Tasks to perform:
A - Answer these questions using the Dan Olsen podcast text:
(i) Where is Dan Olsen based?
(ii) About how many members does the Lean Product & Lean UX Meetup have?
(iii) What timestamp appears with Dan's first reply in the conversation?
B - Write the next part of the Dan Olsen podcast text, starting after its final line.

Supplied passage:
(begin)

In this episode, Sean and Joe chat with Dan Olsen, Silicon Valley-based consultant, author, speaker, and proponent of the Lean Startup approach to software product development. He also hosts the Lean Product & Lean UX Meetup – a monthly gathering of nearly 8,000 members who come together to learn from industry experts and one another about product management, UX design, Lean Startup, growth hacking, and Agile development principles. Dan reminds us that the surest way to eliminate anxiety is to confront its causes. Articulate your hypotheses and test them. Whatever the outcome, the evidence you gather from user testing will boost your confidence and increase product-market fit as your anxiety fades. Dan’s unique insights on product-market fit – a perspective that serves as a melting pot where all the best ideas come together – are sure to be useful to you no matter your role or the product you work on.

Read the full blog post here.

Joe [00:01:45] Well Sean, today we have a good friend of ours, Dan Olsen, and we’ve been coming to know Dan through his work and meeting him and understanding what he does to work with companies and product teams and help them build better products. And so Dan Olsen, hello! How are you?

Dan [00:02:04] I’m great Joe and Sean, it’s great to be here with you all today.

Joe [00:02:07] Excellent. So would you mind introducing yourself and just telling us a little bit about what you do, what’s your role, what are you doing with people in this world?

(end)

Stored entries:
(begin)

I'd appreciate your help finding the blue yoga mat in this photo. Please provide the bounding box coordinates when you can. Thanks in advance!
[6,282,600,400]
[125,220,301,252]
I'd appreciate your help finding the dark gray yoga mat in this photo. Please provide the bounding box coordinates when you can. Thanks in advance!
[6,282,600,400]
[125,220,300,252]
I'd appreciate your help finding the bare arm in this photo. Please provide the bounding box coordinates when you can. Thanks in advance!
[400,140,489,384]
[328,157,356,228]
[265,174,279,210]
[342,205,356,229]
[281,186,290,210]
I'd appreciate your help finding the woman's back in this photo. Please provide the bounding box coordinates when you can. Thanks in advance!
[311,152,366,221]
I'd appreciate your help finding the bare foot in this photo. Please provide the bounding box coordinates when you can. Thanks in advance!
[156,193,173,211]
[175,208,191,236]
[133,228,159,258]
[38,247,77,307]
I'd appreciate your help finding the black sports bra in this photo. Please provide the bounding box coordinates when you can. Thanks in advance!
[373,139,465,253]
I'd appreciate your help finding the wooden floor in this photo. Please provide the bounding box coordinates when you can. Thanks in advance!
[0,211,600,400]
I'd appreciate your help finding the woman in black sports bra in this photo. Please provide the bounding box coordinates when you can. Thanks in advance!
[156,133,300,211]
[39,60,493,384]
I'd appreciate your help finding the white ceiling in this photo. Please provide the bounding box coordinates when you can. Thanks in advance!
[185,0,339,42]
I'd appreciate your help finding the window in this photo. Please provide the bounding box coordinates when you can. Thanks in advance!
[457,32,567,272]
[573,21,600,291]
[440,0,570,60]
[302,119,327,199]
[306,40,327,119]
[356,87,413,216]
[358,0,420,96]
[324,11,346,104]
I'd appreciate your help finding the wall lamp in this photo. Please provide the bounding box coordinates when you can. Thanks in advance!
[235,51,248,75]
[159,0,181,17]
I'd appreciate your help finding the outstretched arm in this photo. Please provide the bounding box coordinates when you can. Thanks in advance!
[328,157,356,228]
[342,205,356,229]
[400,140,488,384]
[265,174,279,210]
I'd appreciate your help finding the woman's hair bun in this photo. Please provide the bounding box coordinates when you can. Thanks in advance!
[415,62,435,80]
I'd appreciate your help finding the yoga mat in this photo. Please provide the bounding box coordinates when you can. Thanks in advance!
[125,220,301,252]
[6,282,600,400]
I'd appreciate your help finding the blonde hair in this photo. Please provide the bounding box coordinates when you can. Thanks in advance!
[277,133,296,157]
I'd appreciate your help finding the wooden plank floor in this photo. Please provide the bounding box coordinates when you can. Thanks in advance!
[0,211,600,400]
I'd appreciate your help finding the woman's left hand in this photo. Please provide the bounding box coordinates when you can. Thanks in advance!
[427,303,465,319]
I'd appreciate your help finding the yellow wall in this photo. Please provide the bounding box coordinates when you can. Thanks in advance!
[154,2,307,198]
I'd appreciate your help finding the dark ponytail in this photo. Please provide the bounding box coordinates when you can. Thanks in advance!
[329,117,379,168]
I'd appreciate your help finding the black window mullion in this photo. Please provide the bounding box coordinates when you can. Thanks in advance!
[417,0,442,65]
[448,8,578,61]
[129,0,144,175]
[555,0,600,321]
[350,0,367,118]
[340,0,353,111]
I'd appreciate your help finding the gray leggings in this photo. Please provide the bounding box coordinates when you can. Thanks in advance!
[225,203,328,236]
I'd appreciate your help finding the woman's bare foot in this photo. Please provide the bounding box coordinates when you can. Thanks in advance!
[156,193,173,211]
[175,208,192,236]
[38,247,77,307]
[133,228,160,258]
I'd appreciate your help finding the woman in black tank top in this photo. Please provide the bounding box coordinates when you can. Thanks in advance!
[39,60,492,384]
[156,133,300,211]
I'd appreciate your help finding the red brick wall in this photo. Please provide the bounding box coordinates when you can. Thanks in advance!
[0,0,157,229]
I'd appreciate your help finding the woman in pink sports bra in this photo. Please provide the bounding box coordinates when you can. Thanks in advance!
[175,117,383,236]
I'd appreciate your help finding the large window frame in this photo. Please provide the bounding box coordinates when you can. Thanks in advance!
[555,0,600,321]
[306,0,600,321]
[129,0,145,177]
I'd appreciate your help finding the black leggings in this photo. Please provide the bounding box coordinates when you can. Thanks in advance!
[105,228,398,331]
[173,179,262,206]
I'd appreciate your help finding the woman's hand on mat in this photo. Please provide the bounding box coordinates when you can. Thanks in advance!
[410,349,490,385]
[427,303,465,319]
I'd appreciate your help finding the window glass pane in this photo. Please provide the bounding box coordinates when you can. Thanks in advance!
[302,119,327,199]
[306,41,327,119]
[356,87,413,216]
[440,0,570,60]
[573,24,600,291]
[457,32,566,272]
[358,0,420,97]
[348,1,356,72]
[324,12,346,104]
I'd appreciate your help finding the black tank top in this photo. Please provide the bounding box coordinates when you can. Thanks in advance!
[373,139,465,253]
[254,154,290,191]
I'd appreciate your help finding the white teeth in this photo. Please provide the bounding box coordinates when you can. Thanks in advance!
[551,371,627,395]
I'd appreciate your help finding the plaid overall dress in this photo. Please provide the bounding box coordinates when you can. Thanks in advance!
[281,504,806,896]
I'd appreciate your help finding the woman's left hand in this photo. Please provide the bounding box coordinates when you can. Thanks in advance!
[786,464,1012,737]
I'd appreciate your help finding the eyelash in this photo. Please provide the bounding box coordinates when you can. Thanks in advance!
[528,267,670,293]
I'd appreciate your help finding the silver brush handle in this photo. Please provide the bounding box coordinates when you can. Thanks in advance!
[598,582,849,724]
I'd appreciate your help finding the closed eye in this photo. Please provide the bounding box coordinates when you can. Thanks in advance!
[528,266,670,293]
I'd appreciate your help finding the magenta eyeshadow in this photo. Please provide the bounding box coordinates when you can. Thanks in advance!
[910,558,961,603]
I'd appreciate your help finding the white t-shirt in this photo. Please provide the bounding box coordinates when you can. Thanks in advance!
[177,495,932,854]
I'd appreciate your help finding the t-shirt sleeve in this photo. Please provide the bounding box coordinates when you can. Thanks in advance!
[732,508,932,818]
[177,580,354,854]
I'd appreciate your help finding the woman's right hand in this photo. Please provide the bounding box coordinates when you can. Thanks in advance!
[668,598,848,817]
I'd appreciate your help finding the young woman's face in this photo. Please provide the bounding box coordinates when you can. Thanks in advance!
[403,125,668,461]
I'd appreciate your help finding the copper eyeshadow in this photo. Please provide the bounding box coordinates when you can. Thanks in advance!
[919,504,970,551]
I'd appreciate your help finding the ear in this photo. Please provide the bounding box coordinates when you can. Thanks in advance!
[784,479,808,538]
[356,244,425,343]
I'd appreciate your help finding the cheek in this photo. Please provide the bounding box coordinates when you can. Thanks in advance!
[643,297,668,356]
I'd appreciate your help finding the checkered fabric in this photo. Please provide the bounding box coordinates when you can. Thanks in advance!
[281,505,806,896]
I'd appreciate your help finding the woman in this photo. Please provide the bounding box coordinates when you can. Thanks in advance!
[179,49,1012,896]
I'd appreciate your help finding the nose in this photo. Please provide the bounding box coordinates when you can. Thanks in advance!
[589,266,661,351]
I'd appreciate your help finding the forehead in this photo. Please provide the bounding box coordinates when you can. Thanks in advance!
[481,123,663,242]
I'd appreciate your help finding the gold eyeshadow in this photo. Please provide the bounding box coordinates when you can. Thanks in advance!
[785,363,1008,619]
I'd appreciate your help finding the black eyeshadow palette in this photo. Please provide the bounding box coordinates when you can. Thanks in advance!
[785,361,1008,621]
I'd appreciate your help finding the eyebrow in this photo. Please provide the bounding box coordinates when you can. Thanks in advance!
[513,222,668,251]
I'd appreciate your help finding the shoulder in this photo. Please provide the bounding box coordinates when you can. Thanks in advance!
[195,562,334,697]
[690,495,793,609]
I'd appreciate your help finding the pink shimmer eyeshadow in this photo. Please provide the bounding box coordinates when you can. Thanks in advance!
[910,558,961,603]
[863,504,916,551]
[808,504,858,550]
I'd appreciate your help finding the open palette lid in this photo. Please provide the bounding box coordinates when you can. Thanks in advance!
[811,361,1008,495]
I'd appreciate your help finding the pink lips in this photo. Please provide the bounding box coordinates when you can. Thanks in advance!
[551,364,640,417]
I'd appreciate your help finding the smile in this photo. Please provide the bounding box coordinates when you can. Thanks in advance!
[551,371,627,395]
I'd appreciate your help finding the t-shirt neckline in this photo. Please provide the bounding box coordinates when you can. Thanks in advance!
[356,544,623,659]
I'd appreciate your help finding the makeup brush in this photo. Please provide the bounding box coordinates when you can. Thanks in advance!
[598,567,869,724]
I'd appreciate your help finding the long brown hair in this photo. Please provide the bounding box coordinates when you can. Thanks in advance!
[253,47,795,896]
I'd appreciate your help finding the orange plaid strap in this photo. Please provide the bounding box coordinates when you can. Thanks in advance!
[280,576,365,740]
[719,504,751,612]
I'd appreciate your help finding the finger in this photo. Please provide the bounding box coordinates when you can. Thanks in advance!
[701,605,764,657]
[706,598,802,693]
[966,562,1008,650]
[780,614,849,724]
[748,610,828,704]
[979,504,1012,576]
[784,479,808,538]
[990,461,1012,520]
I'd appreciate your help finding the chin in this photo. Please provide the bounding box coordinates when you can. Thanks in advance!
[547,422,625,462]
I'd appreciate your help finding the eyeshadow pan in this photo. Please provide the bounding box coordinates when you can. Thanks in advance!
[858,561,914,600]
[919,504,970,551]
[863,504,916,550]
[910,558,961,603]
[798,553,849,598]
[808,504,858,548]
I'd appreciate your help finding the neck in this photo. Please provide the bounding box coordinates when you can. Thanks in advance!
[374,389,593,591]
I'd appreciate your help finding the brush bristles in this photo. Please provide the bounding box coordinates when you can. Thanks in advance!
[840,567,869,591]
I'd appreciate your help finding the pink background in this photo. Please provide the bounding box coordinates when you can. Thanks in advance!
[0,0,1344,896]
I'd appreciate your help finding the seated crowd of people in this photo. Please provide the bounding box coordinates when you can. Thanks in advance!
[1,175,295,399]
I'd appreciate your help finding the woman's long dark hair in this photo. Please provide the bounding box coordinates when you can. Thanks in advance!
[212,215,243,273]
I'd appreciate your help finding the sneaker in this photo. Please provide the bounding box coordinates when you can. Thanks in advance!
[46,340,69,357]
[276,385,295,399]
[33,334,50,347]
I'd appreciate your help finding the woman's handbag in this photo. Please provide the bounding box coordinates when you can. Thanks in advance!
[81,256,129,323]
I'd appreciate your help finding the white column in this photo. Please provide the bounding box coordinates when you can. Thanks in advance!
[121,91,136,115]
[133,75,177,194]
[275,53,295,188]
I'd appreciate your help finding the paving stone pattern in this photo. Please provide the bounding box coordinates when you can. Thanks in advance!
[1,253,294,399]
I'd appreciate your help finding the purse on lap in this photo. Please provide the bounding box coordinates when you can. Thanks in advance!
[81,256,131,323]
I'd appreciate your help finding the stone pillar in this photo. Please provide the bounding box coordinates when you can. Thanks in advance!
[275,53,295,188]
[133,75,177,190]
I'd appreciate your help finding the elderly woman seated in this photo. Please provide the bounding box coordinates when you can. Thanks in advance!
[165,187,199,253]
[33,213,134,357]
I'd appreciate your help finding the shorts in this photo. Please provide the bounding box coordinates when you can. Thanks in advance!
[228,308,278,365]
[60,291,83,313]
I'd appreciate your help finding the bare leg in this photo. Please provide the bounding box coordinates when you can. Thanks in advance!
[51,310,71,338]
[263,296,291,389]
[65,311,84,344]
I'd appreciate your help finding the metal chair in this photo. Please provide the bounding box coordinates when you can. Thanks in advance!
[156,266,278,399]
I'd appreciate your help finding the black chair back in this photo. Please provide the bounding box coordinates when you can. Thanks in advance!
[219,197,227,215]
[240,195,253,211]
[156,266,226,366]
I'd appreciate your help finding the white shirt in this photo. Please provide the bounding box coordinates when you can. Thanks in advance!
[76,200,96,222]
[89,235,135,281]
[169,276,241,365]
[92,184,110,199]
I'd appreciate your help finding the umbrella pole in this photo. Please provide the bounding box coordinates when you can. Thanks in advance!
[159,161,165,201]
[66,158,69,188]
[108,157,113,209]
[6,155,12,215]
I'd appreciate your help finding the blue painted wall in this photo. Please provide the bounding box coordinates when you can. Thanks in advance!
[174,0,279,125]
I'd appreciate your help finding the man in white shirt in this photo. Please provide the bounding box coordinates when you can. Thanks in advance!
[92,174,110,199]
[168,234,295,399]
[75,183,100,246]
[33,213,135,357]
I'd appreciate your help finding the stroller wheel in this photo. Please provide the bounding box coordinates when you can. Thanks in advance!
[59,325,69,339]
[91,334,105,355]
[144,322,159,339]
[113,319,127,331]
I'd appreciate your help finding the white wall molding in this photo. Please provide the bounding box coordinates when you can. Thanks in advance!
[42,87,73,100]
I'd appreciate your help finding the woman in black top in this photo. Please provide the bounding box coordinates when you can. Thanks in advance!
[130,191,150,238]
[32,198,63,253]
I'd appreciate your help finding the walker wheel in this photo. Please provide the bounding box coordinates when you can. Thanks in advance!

(end)

Answers for the exercise:
A -
(i) Silicon Valley
(ii) Nearly 8,000
(iii) [00:02:04]

B -
Dan [00:02:16] Yeah, no I, I do several things. So all of them though relate to product management and building great products. So what I largely do these days is speak at conferences and events- it was a pleasure to speak at your Product Momentum event, that was a lot of fun, and more generally just provide training. So I do a lot of public and private training workshops to train product teams on kind of modern practices on product management and product development. I also coach product leaders and teams and I still do some hands-on consulting, which is a lot of fun, applying some of the concepts that we’re gonna be talking about today, like actually defining MVP’s, actually doing the wireframes myself, writing the screeners and interviewing users. And I also wrote the book The Lean Product Playbook which kind of captures a lot of the advice and my perspective on how I think about building great products. So in addition to that I run a meetup; I live in Silicon Valley and I just love bringing together fellow leaders and having a community of people here, so for five years now I’ve been hosting a monthly speaker series called Lean Product. And I think that’s most of what I do.

Joe [00:03:20] That’s all?

Dan [00:03:21] Yeah. Well also, actually, there is one more thing. Once a year I helped co-organize a product leader summit which is coming up on the 19th of September.

Sean [00:03:29] Uh-huh.

Joe [00:03:29] All right.

Sean [00:03:31] How long have you been doing that?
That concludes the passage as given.